== Reading passage ==
::::

BRIEF DESCRIPTION OF THE DRAWINGS

FIG. 1 shows a perspective and cut away view of an exemplary composite of the invention.

DESCRIPTION OF THE INVENTION

In accordance with one embodiment the invention, a continuous web of a glass fabric-reinforced composite, with PTFE on one face and silicone rubber on the opposite face, is produced by dip-coating, knife-over-roll coating, metering and/or wiping, and thermal curing processes.
To produce the membrane in a continuous process, woven reinforcement, which may comprise fiberglass, aramid, or other fiber able to tolerate PTFE processing temperatures and suited to the end use of the membrane, is paid off a roll and saturated and/or coated with PTFE by dipping through an aqueous dispersion or latex of the resin, removing the excess dispersion by wiping or metering, drying to remove the water, baking to remove most of the surfactant, and finally heating sufficiently to sinter or fuse the PTFE. Typically, the coating operation will be repeated several times in order to apply the desired amount of PTFE free of cracks and other defects. Alternately, the fusing step is eliminated in the first several passes, and the multiple layers of unfused PTFE resin applied thus are smoothed and consolidated by passing the web through a calendar machine, prior to fusing and the application of one or more subsequent layers of fused PTFE resin to complete the composite. In any case, the PTFE resin is applied in such a way as to “balance” the mechanical forces or residual stresses within the PTFE resin on each coating face so that the composite lies flat and does not tend to curl. One way of achieving a balanced-coating is to apply equal amounts of PTFE to both faces and subject the faces to the same processing conditions. The coating of PTFE should be as thin as possible, while sufficient to achieve the desired function. Although a variety of coating thicknesses of PTFE to serve a variety of functions are contemplated by the invention, a coating thickness of about 1-5 mils (1 mil equals 0.001 in.) is preferred. All the technology involved is familiar to those skilled in the art of producing PTFE coated fabric reinforced composites, described for example in U.S. Pat. No. 5,141,800 to Effenberger et al., incorporated herein by reference.

::::

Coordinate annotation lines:
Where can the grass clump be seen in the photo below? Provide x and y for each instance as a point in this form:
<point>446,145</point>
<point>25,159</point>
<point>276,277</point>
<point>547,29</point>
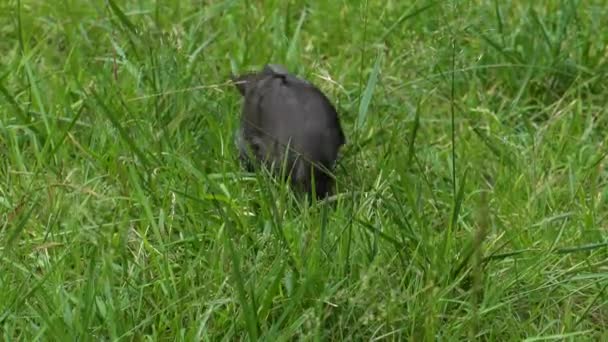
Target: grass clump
<point>472,192</point>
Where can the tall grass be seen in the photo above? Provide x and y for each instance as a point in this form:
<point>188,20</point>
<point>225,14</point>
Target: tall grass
<point>471,198</point>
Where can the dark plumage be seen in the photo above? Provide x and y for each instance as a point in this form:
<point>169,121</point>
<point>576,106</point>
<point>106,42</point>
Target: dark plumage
<point>281,113</point>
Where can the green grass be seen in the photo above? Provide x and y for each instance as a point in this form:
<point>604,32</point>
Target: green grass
<point>473,190</point>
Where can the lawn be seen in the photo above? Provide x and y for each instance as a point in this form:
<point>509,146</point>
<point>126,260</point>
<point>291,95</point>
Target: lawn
<point>472,193</point>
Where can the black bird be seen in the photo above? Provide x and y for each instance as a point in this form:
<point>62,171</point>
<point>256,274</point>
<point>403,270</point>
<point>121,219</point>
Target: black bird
<point>287,121</point>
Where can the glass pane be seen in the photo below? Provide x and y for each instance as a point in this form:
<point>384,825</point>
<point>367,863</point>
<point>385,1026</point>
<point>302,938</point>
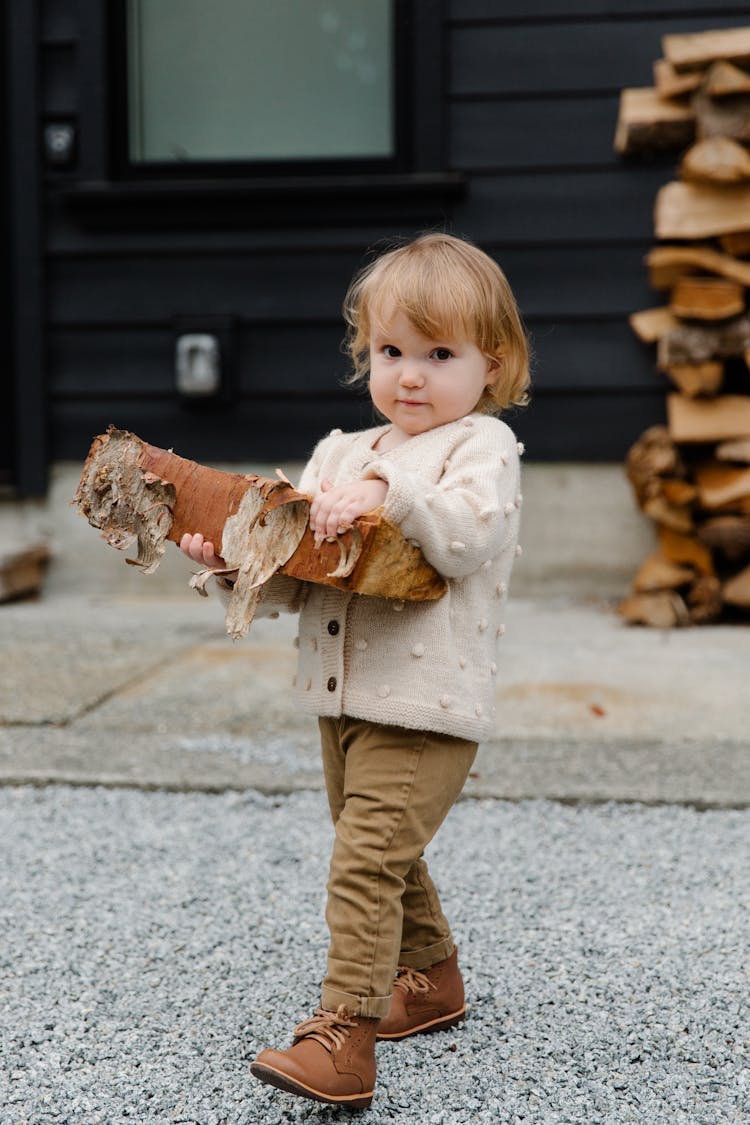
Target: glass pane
<point>260,79</point>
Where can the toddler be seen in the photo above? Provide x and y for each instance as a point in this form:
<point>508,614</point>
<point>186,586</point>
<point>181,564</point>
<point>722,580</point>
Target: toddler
<point>404,690</point>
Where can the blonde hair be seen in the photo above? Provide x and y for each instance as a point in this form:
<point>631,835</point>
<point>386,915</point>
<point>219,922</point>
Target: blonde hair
<point>448,288</point>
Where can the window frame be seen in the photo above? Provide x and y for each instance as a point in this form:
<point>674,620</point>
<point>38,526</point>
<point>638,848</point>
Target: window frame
<point>124,169</point>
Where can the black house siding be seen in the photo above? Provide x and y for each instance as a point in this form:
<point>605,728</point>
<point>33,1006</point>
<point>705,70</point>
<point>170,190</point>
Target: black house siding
<point>530,99</point>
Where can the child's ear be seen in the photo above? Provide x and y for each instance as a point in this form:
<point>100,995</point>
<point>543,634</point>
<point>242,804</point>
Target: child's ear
<point>494,367</point>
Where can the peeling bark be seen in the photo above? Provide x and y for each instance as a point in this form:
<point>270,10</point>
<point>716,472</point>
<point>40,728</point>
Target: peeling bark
<point>135,492</point>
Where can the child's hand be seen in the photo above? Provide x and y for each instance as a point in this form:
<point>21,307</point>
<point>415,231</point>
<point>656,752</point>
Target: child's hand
<point>200,550</point>
<point>334,510</point>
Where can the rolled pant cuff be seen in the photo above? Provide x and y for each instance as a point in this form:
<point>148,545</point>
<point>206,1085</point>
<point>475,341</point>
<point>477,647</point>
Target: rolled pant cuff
<point>428,956</point>
<point>372,1007</point>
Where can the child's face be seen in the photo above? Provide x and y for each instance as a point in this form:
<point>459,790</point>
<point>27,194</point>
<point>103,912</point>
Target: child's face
<point>418,383</point>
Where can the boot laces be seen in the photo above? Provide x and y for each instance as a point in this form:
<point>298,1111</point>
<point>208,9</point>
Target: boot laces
<point>409,980</point>
<point>330,1028</point>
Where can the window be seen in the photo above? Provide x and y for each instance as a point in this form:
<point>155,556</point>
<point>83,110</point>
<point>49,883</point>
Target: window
<point>258,86</point>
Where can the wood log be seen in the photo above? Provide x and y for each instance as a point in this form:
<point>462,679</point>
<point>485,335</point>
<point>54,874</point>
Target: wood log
<point>728,536</point>
<point>133,491</point>
<point>704,420</point>
<point>726,118</point>
<point>696,379</point>
<point>737,243</point>
<point>724,80</point>
<point>667,264</point>
<point>720,485</point>
<point>685,550</point>
<point>21,570</point>
<point>737,590</point>
<point>651,324</point>
<point>692,343</point>
<point>698,50</point>
<point>659,573</point>
<point>715,160</point>
<point>669,83</point>
<point>648,123</point>
<point>659,610</point>
<point>733,450</point>
<point>701,210</point>
<point>703,298</point>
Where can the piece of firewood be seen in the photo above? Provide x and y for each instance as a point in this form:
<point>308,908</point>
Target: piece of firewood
<point>667,264</point>
<point>737,243</point>
<point>719,485</point>
<point>648,123</point>
<point>698,50</point>
<point>701,210</point>
<point>723,80</point>
<point>685,550</point>
<point>703,420</point>
<point>737,591</point>
<point>704,600</point>
<point>658,573</point>
<point>728,534</point>
<point>716,160</point>
<point>659,610</point>
<point>695,379</point>
<point>729,117</point>
<point>733,450</point>
<point>701,298</point>
<point>670,83</point>
<point>650,324</point>
<point>133,491</point>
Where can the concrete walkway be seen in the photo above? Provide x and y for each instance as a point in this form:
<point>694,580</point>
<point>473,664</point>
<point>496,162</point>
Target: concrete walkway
<point>124,690</point>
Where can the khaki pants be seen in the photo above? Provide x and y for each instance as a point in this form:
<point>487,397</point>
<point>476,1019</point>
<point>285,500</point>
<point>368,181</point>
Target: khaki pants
<point>389,790</point>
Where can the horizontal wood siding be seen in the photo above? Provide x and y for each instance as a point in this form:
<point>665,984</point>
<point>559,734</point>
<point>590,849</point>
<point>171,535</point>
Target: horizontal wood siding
<point>531,105</point>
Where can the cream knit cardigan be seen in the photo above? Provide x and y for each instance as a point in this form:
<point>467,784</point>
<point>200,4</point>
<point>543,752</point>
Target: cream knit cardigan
<point>426,665</point>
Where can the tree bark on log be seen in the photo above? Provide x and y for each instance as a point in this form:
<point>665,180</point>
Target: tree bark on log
<point>136,492</point>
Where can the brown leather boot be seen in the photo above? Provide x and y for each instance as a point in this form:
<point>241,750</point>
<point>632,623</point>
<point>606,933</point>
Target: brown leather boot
<point>332,1059</point>
<point>430,1000</point>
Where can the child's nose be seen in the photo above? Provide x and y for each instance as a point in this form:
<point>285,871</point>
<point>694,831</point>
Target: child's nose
<point>412,375</point>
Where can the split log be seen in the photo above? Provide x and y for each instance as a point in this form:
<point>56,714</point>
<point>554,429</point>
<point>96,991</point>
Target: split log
<point>667,264</point>
<point>701,210</point>
<point>695,379</point>
<point>658,573</point>
<point>703,420</point>
<point>726,118</point>
<point>728,536</point>
<point>698,50</point>
<point>647,122</point>
<point>733,450</point>
<point>720,485</point>
<point>670,83</point>
<point>660,610</point>
<point>21,570</point>
<point>136,492</point>
<point>651,324</point>
<point>737,243</point>
<point>716,160</point>
<point>702,298</point>
<point>724,79</point>
<point>692,343</point>
<point>737,590</point>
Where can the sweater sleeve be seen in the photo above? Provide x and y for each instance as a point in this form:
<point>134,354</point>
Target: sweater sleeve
<point>470,513</point>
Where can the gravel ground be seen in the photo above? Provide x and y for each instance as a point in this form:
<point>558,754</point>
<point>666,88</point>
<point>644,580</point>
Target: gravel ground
<point>152,943</point>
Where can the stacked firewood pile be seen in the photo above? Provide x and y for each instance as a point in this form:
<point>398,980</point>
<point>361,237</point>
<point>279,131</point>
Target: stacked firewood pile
<point>693,475</point>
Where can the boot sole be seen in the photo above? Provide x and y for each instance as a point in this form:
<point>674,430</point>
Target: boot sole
<point>433,1025</point>
<point>282,1081</point>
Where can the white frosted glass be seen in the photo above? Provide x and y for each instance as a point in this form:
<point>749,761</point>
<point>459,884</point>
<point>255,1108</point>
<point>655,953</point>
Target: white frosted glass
<point>260,79</point>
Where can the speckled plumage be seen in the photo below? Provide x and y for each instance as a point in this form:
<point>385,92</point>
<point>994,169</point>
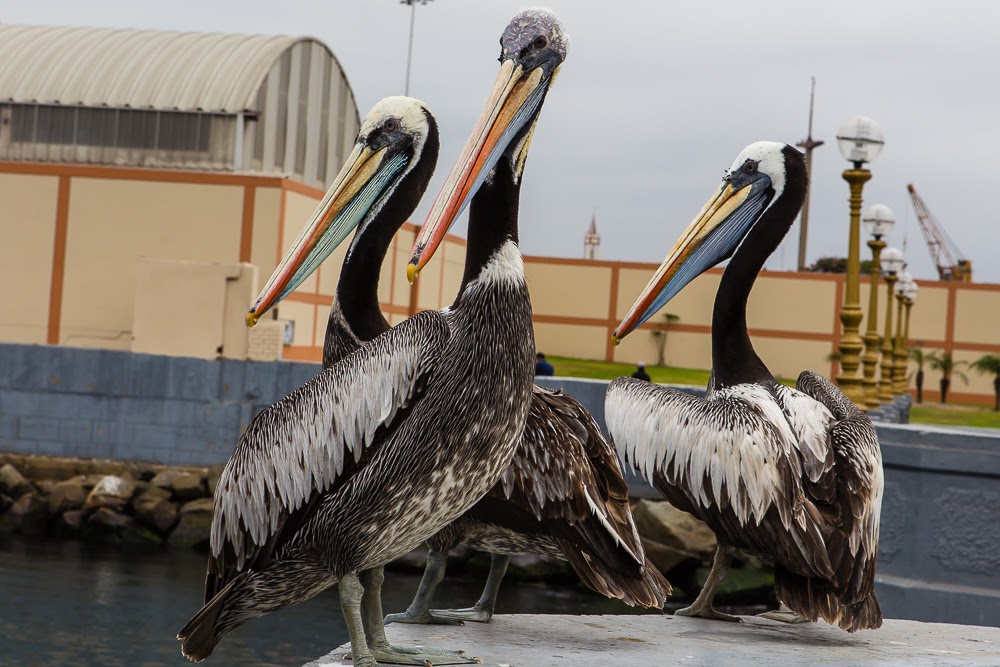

::::

== Required actions ==
1. According to the patent description, what PTFE coating thickness is preferred?
2. Decide whether each statement agrees with the patent description, and quote the words that settle it: (a) The fusing step may be left out of the first several coating passes. (b) The PTFE coating operation is typically carried out only once. (c) The woven reinforcement may be made of aramid.
3. Write the next paragraph of the patent description, picking up after its final sentence.

== Outputs by task ==
1. About 1-5 mils (1 mil equals 0.001 in.).

2.
(a) Yes: "Alternately, the fusing step is eliminated in the first several passes"
(b) No: "Typically, the coating operation will be repeated several times"
(c) Yes: "which may comprise fiberglass, aramid, or other fiber able to tolerate PTFE processing temperatures"

3.
In the next step in the process, one face of the PTFE/glass composite is rendered bondable by coating with a mixture of a colloidal silica dispersion, for example DuPont Ludox® 40, and a perfluorinated copolymer resin dispersion, such as fluorinated ethylene propylene (FEP) or perfluoroalkoxy-modified tetrafluoroethylene (PFA). This is applied by dipping, wiping, drying, baking, and fusing, essentially as the PTFE dispersions were applied. Alternately, one face may be rendered bondable by treatment, under appropriate conditions and with appropriate pre- and post-treatment processing, with a mixture of sodium metal, naphthalene, and a glycol ether, or alternately, a mixture of sodium metal and anhydrous ammonia. If applicable, other means of rendering the PTFE surface bondable, for example corona treatment in special atmospheres, chemical and electrochemical treatments, metal sputtering, and vacuum deposition of metals or metal oxides, might be employed. Once again, the technology involved in applying bondable treatments to PTFE surfaces is thoroughly described in the literature and is familiar to those skilled in the art of processing PTFE films, articles, and composites of all kinds.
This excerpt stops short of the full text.